__Set problem__: Write out the records below again, substituting "Find" for each "Locate" and keeping everything else unchanged.

__Data section__:
** Begin **
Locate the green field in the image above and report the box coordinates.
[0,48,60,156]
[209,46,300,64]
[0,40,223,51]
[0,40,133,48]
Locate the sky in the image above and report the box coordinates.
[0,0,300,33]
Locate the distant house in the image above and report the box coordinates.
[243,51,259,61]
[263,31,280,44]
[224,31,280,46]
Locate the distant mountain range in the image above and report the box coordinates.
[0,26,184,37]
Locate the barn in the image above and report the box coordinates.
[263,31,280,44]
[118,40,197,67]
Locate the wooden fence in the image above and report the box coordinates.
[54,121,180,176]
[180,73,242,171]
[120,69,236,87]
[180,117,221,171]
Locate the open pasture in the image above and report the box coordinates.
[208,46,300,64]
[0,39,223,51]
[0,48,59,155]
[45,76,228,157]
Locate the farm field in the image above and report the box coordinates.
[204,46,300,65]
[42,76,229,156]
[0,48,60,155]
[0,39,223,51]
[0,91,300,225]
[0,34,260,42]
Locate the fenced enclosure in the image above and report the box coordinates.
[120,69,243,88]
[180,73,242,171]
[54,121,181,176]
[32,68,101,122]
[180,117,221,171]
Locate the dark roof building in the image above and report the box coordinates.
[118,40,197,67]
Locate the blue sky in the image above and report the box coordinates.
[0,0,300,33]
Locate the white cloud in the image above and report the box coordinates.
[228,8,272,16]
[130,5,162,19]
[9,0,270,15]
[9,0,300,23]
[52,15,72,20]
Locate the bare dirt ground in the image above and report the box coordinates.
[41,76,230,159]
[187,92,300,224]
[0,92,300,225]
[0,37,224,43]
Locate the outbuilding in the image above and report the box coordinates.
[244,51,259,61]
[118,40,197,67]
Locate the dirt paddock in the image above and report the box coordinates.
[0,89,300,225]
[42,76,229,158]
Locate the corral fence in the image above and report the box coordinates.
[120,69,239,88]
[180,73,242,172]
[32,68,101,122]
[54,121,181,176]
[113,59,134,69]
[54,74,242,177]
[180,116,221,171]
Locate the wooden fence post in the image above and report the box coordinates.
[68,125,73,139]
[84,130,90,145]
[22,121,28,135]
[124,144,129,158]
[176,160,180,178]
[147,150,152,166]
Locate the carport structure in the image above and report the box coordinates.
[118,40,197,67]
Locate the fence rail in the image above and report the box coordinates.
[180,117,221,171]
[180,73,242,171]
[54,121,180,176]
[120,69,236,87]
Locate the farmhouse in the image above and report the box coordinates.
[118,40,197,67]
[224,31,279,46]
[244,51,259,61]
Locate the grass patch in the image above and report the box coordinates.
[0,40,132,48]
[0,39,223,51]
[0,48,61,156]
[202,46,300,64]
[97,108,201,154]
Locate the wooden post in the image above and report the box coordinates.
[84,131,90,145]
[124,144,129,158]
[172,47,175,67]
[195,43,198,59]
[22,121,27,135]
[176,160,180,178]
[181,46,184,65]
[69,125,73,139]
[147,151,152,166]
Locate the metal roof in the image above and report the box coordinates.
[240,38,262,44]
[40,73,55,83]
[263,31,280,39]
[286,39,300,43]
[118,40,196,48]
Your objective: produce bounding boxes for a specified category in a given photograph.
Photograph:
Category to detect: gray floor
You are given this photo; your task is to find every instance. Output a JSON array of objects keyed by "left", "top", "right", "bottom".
** End **
__Response__:
Find the green field in the image above and report the box coordinates.
[0,48,60,156]
[209,46,300,64]
[0,40,223,51]
[0,40,133,48]
Find the sky in the image above and report the box coordinates.
[0,0,300,33]
Find the distant house in the image above and report the box coordinates.
[243,51,259,61]
[263,31,280,44]
[224,31,280,46]
Find the distant mountain range in the image above and report the box coordinates.
[0,26,184,37]
Find the barn in the image above and report the box coordinates.
[263,31,280,44]
[118,40,197,67]
Find the wooden fence in the image above and report the box coordinates.
[54,121,180,176]
[180,73,242,171]
[120,69,236,87]
[180,117,221,171]
Find the open pasture in the image above and report the box coordinates.
[208,46,300,64]
[0,39,223,51]
[0,48,59,155]
[45,76,228,157]
Find the farm field in the image above and report the box coordinates.
[204,46,300,65]
[42,76,229,156]
[0,48,60,155]
[0,39,223,51]
[0,91,300,225]
[0,34,260,42]
Find the fenced enclosure in the image above and report the box coordinates.
[120,69,243,88]
[180,73,242,171]
[54,121,181,176]
[32,68,101,122]
[180,117,221,171]
Find the dark roof building in the image above and report the box coordinates.
[118,40,197,67]
Find the blue sky in the image above and report the box coordinates.
[0,0,300,33]
Find the white cloud in the image above and report the box coordinates.
[228,8,272,16]
[130,5,162,19]
[9,0,270,15]
[9,0,300,23]
[52,15,72,20]
Find the bare dirt ground in the image above and report the box coordinates.
[41,76,230,159]
[187,92,300,224]
[0,92,300,225]
[0,37,224,43]
Find the outbuilding in the image above and report the box coordinates.
[244,51,259,61]
[118,40,197,67]
Find the dirt paddock in the image above and report the box coordinates.
[0,89,300,225]
[42,76,229,158]
Find the corral fence in the image above and report the box coordinates.
[120,69,239,88]
[180,73,242,172]
[32,68,101,122]
[54,121,181,176]
[113,59,134,69]
[54,74,242,177]
[180,116,221,171]
Find the wooden fence post in the image above and report the box coordinates.
[68,125,73,139]
[84,130,90,145]
[22,121,28,135]
[124,144,129,158]
[176,160,180,178]
[147,150,152,166]
Find the carport structure in the image above and report the box coordinates.
[118,40,197,67]
Find the fence rail in the image above and report the box coordinates.
[180,117,221,171]
[180,73,242,171]
[54,121,180,176]
[120,69,236,87]
Find the farmhouse in the image above and report the box coordinates.
[118,40,197,67]
[224,31,279,46]
[244,51,259,61]
Find the grass patch in the image above and report the box coordinates.
[0,40,132,48]
[0,39,223,51]
[0,48,61,156]
[202,46,300,64]
[97,108,201,154]
Find the wooden post in the image above and report the box coordinates.
[84,131,90,145]
[124,144,129,158]
[172,47,175,67]
[195,43,198,59]
[22,121,27,135]
[176,160,180,178]
[181,46,184,65]
[69,125,73,139]
[147,151,152,166]
Find the metal roof in the image above and report the box coordinates.
[240,38,262,44]
[40,73,55,83]
[263,31,280,39]
[286,39,300,43]
[118,40,196,48]
Your objective: produce bounding boxes for a specified category in a given photograph.
Photograph:
Category to detect: gray floor
You are given this photo; your task is to find every instance. Output a JSON array of objects keyed by "left", "top", "right", "bottom".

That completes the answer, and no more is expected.